Ortega y Gasset decía muy sabiamente que a una estupidez sólo se la puede combatir con otra estupidez más grande y que, por eso, a la estupidez del tiempo se la combatía con una estupidez mayor: la velocidad. Einstein, más moderado pero coincidiendo en la idea, pensaba seriamente en que el tiempo era una ilusión…, “aunque muy pertinaz”. Sabemos por la física y desde el siglo pasado, que el tiempo es elástico y que lo hace dilatarse o contraerse la presencia de un campo gravitatorio o la velocidad a la que nos movemos… así, estando parados, a nuestros pies -más cercanos al centro de la Tierra- el tiempo les pasa más lentamente que a nuestra cabeza. En el horizonte de sucesos de un agujero negro -un pozo sin fondo de gravedad- el tiempo directamente se detiene.

De hecho, vivimos inmersos en una gigantesca máquina del tiempo: cada cosa que hiere nuestros sentidos habrá de superar las barreras temporales electroquímicas de los diferentes procesos de nuestro sistema nervioso hasta terminar siendo una “cosa” percibida… y ni qué hablar respecto de lo que vemos en sí: el árbol que veo por mi ventana es en realidad la luz del sol tras haber tardado hasta 170 mil años para salir del sol, más ocho minutos hasta llegar al árbol de la Tierra y de allí a mis ojos, más los tiempos que llevan los procesos neurológicos. Del mismo modo, la luna que veo en el cielo es la luna que fue hace algo más de un segundo y la estrella visible más cercana a nosotros es la estrella que fue hace 4 años y 6 meses.

Afortunadamente, y para nuestra comodidad biológica, nada de esto nos afecta en lo mental. De hecho, a pesar de que todo está en constante movimiento, hay muchas cosas que a nuestra mente les parecen quietas. No obstante, en lo neurológico, el modo en que el tiempo más profundamente nos intersecta es a través del movimiento. Y evolutivamente es lógico que sea así: para cazar o para no ser cazado -cuestiones de vida o muerte-, poder calcular las velocidades es de vital importancia… En un supermercado de hoy, esa capacidad no es tan importante, pero sí lo fue en la época en que maduraba nuestro sistema nervioso.

DATOS PROPORCIONADOS
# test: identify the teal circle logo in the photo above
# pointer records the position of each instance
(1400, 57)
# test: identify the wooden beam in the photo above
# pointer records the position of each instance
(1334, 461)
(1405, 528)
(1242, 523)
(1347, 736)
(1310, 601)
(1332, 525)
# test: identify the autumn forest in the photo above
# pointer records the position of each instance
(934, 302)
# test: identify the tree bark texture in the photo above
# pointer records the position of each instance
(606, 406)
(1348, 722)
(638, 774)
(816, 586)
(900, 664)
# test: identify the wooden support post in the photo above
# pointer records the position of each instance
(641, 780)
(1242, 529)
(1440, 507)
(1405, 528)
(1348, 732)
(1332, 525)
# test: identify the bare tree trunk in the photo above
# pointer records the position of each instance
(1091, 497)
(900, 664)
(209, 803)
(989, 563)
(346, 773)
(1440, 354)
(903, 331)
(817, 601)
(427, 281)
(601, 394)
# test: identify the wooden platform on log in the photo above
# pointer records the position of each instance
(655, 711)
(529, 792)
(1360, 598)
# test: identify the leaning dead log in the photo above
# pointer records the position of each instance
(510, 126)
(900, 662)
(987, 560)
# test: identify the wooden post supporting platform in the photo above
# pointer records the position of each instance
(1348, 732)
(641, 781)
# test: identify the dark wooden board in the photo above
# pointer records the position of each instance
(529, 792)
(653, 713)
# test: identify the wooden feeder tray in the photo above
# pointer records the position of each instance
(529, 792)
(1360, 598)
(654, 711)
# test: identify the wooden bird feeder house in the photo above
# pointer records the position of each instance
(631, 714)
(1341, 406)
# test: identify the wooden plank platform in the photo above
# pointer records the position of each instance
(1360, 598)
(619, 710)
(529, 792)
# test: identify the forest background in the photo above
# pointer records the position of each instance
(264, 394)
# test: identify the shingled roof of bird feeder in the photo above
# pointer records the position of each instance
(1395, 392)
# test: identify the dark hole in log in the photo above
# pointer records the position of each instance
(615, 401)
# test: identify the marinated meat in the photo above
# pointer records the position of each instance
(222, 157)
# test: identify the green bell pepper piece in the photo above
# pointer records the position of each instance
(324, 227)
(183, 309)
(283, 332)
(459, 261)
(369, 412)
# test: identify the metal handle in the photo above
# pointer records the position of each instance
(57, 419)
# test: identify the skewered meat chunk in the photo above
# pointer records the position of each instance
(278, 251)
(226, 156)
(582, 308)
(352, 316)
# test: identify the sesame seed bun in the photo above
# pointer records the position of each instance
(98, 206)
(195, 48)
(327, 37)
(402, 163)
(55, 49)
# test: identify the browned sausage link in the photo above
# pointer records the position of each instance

QUÉ HACER
• a. ¿Coinciden con el fragmento sobre el tiempo estas afirmaciones: (i) Einstein pensaba que el tiempo era una ilusión; (ii) la estrella visible más cercana es la estrella que fue hace ocho años; (iii) calcular velocidades es muy importante en un supermercado de hoy? Responde a cada una con sí o no y cita literalmente las palabras del fragmento que lo deciden.
• b. Copia sin cambios la parte del fragmento sobre el tiempo que empieza con las palabras que contienen "Ortega y Gasset" y termina con "directamente se detiene.".
El listado es material aparte, independiente del fragmento sobre el tiempo.

RESPUESTAS ESPERADAS
• a.
(i) Sí: "pensaba seriamente en que el tiempo era una ilusión".
(ii) No: "la estrella visible más cercana a nosotros es la estrella que fue hace 4 años y 6 meses".
(iii) No: "En un supermercado de hoy, esa capacidad no es tan importante".

• b.
Ortega y Gasset decía muy sabiamente que a una estupidez sólo se la puede combatir con otra estupidez más grande y que, por eso, a la estupidez del tiempo se la combatía con una estupidez mayor: la velocidad. Einstein, más moderado pero coincidiendo en la idea, pensaba seriamente en que el tiempo era una ilusión…, “aunque muy pertinaz”. Sabemos por la física y desde el siglo pasado, que el tiempo es elástico y que lo hace dilatarse o contraerse la presencia de un campo gravitatorio o la velocidad a la que nos movemos… así, estando parados, a nuestros pies -más cercanos al centro de la Tierra- el tiempo les pasa más lentamente que a nuestra cabeza. En el horizonte de sucesos de un agujero negro -un pozo sin fondo de gravedad- el tiempo directamente se detiene.